## WORK TASK A:
Change "rough mask" to "coarse mask" in the rows between the line holding "</instance>" and the line holding "positive clicks: (43, 216)", inclusive, leaving everything else as it is. Give back only those lines.

Illustration: Pariplab Chakarborty

News came in on Sunday of a jury headed by Prime Minister Narendra Modi deciding that Gita Press, a large publishing house of the Ramayana, Gita and Upanishads would be conferred the Gandhi Peace Prize, 2021. The reasons given were its “outstanding contribution towards social, economic and political transformation through non-violent and other Gandhian methods”.

There are many reasons to not be able to look away from this twisted citation. Here are just a few of them.

First, as the masterful biography of this 100-year old controversial publishing enterprise (headquartered in Gorakhpur, by another coincidence) points out, the Gita Press had a fraught relationship with Gandhi. Its flagship monthly, Kalyan, could not even bring itself to mention the assassination of the Mahatma in two issues after he was killed by a Hindutva-inspired assassin, in February and March of 1948. Akshaya Mukul, the author writes that it could only scramble something in April. Writing about its founder editor, Poddar, Mukul writes: “The CID Archives partly answer this question [of why the assassination was not mentioned]. Poddar was actively involved in defending the RSS that had been banned on 4 February 1948 for its alleged role in Gandhi’s assassination. On 15 July 1949 — four days after the Nehru government lifted the ban on the RSS — Poddar attended a public meeting at Gorakhpur with Atal Bihari Vajpayee, then editor of RSS weekly Panchjanya. Vajpayee criticised the government and Congressmen for having allegedly blundered in banning the RSS, the only organisation which could really do something for Hindus’. He added that the government ‘did not deserve thanks for having lifted the ban as it had taken them one and half years to correct their mistake’. Poddar, the CID report said, also delivered a short speech on similar lines. Poddar’s association with the RSS was not limited to attending this public meeting with Vajpayee. After MS Golwalkar was released from jail in 1949 and toured important towns of the United Provinces, Poddar presided over a function to welcome him at Banaras.”

Also read: After Gandhi’s Assassination, Why No Mention of Him in February, March 1948 Issues of Kalyan?

Secondly, the Gita Press was and is waging a battle in sharp contrast to what Gandhi was trying to do with respect to Hinduism in modern-day India. Gandhi was trying to radically interpret Hinduism as fundamentally non-violent, as ‘sarva dharma sambhav’. In the words of Dhirendra K Jha, the biographer of Gandhi’s assassin, Nathuram Godse, Gandhi threatens the Hindu right precisely because he was seen not as a reformer, but for millions, the embodiment of the best form and version of Hinduism there could be. The present-day ruling BJP is openly committed to VD Savarkar’s ideas of militarising Hinduism and keen on seeing Indian society in a state of conflict and war at all times. Gandhi must somehow, after being assassinated, be conquered. Gita Press did its best to help the Sangh wage that war.

## WORK TASK B:
Output the passage of the article on the Gita Press prize between "News came in" and "few of them.", inclusive, copied word for word.

## INFORMATION SUPPLIED:
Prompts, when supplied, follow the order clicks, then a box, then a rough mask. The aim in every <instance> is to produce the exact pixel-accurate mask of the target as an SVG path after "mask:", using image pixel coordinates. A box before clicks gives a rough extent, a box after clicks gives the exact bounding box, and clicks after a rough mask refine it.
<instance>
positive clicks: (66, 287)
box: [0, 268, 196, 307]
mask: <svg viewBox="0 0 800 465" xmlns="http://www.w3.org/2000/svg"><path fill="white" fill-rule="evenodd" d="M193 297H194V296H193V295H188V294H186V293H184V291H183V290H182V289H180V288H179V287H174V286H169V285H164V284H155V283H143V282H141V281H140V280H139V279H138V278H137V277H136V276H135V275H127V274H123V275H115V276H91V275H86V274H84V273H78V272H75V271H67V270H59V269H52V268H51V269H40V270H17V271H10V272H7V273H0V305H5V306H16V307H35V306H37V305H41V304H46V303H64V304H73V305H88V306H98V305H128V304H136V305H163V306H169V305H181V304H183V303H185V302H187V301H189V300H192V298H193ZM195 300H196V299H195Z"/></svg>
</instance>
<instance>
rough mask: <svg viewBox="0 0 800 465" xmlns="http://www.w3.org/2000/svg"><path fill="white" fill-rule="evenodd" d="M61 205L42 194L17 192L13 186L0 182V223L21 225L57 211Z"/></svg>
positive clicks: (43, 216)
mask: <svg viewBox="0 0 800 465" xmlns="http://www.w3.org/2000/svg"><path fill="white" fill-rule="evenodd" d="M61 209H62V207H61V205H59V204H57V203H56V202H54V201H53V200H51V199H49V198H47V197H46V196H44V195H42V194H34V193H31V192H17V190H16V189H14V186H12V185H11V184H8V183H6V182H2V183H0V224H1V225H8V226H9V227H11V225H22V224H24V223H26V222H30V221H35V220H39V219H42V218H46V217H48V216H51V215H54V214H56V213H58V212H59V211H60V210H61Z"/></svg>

## REPLY A:
</instance>
<instance>
coarse mask: <svg viewBox="0 0 800 465" xmlns="http://www.w3.org/2000/svg"><path fill="white" fill-rule="evenodd" d="M61 205L42 194L17 192L13 186L0 182V223L21 225L57 211Z"/></svg>
positive clicks: (43, 216)

## REPLY B:
News came in on Sunday of a jury headed by Prime Minister Narendra Modi deciding that Gita Press, a large publishing house of the Ramayana, Gita and Upanishads would be conferred the Gandhi Peace Prize, 2021. The reasons given were its “outstanding contribution towards social, economic and political transformation through non-violent and other Gandhian methods”.

There are many reasons to not be able to look away from this twisted citation. Here are just a few of them.